- Problem: Output all entries verbatim, dropping pictures.

========================================================================

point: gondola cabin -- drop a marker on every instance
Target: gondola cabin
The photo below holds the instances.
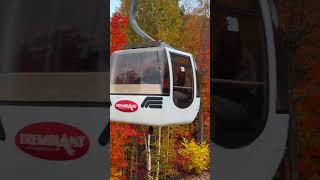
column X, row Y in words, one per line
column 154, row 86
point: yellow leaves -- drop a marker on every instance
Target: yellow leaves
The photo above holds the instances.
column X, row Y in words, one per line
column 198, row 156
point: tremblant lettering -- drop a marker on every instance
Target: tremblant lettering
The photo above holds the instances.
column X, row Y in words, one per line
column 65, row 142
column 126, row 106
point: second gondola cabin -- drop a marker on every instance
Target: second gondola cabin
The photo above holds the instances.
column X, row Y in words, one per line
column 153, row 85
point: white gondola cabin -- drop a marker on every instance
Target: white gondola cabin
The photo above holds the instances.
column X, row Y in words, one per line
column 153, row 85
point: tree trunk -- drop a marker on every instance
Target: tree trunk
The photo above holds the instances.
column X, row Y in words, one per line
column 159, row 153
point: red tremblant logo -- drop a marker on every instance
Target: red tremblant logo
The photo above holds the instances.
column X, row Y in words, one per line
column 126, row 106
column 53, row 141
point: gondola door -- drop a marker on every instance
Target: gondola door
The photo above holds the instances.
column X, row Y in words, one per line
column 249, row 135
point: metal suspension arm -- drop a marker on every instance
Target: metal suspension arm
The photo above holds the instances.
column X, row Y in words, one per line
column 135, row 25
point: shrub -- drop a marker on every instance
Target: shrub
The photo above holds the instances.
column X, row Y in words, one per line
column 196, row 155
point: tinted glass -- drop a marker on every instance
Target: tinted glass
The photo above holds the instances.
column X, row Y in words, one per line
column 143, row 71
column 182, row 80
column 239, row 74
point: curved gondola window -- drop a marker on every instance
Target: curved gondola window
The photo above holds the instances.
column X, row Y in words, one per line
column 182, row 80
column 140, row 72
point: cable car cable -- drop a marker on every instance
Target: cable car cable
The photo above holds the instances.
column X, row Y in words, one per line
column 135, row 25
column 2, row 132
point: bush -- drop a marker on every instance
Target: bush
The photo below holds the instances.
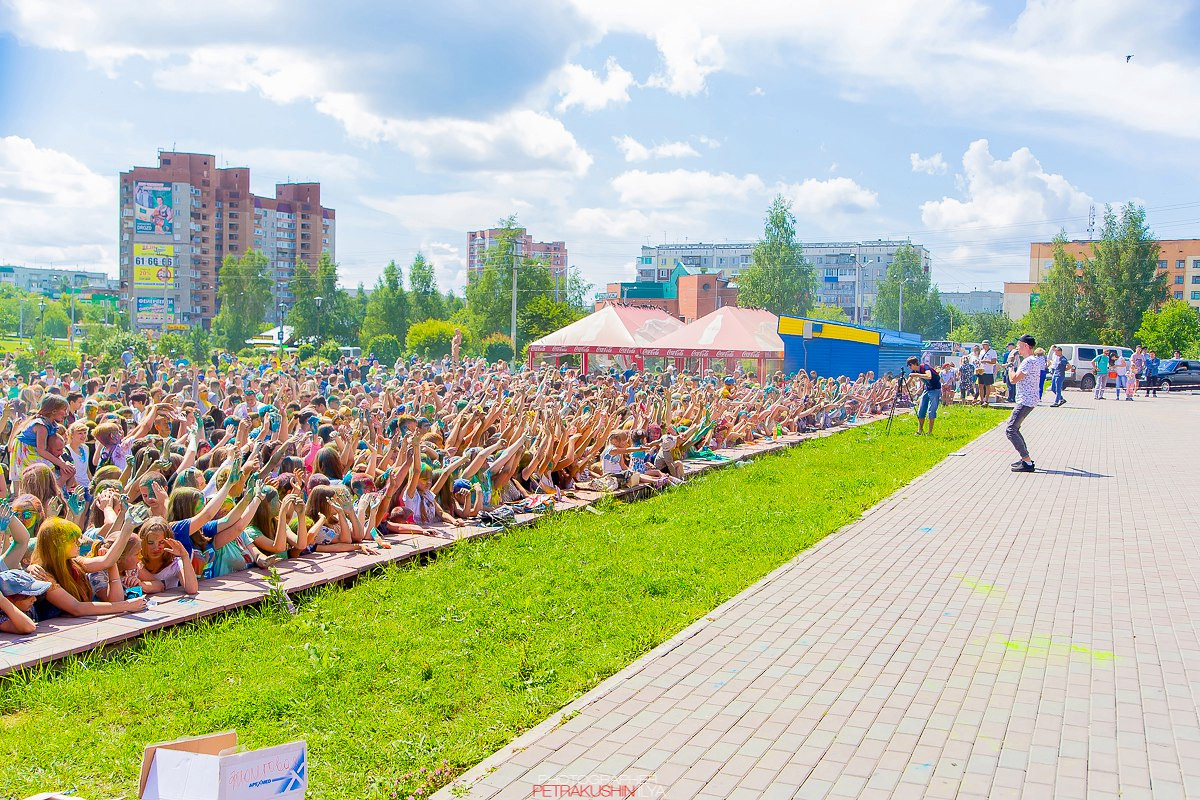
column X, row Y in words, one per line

========================================================================

- Result for this exercise:
point: gondola cabin -- drop a marker on every instance
Target: gondola cabin
The photo below holds the instances.
column X, row Y in words, one per line
column 154, row 86
point: yellow leaves -- drop a marker on every instance
Target: yellow leaves
The photo above holds the instances.
column X, row Y in words, one per line
column 198, row 156
point: tremblant lettering -- drop a marker on every instance
Target: tremblant lettering
The photo above holds the instances.
column X, row Y in words, one per line
column 65, row 142
column 126, row 106
point: second gondola cabin -- drop a marker on every instance
Target: second gondola cabin
The photo above holds the instances.
column X, row Y in words, one per line
column 153, row 85
point: white gondola cabin -- drop a marker on every instance
Target: white gondola cabin
The photo above holds the instances.
column X, row Y in words, one per line
column 153, row 85
point: tree trunk -- drop a marker on every instance
Target: tree trunk
The photo above holds the instances.
column X, row Y in words, one per line
column 159, row 153
point: red tremblant logo -- drop a marker on every instance
Target: red tremblant logo
The photo above holds the instances.
column X, row Y in words, one per line
column 126, row 106
column 53, row 141
point: gondola door -- drop a marker on every instance
Target: gondola door
The photo above holds the instances.
column X, row Y in words, one per line
column 249, row 135
point: metal suspension arm -- drop a marker on every instance
Target: metal suspension arm
The photo above holds the instances.
column X, row Y in words, one per line
column 135, row 25
point: shrub -- drop a marker on every instance
Target: shrub
The photo above holds the instances.
column X, row Y in words, one per line
column 196, row 155
point: tinted glass -- drop a marker on every instance
Target: tinted glass
The photo above holds the instances.
column X, row Y in words, one per line
column 143, row 71
column 182, row 80
column 239, row 74
point: curved gondola window -- drop a marker on every instance
Target: curved gondola window
The photo above holds the instances.
column X, row Y in words, one per line
column 182, row 80
column 140, row 72
point: cable car cable -- drop a marker on every instance
Target: cable car cable
The photo above holds the instances.
column X, row Y in words, one per line
column 135, row 25
column 2, row 132
point: bush -- drop a marker on every instance
Target: bush
The photo below holds the instances.
column X, row Y in words, one per line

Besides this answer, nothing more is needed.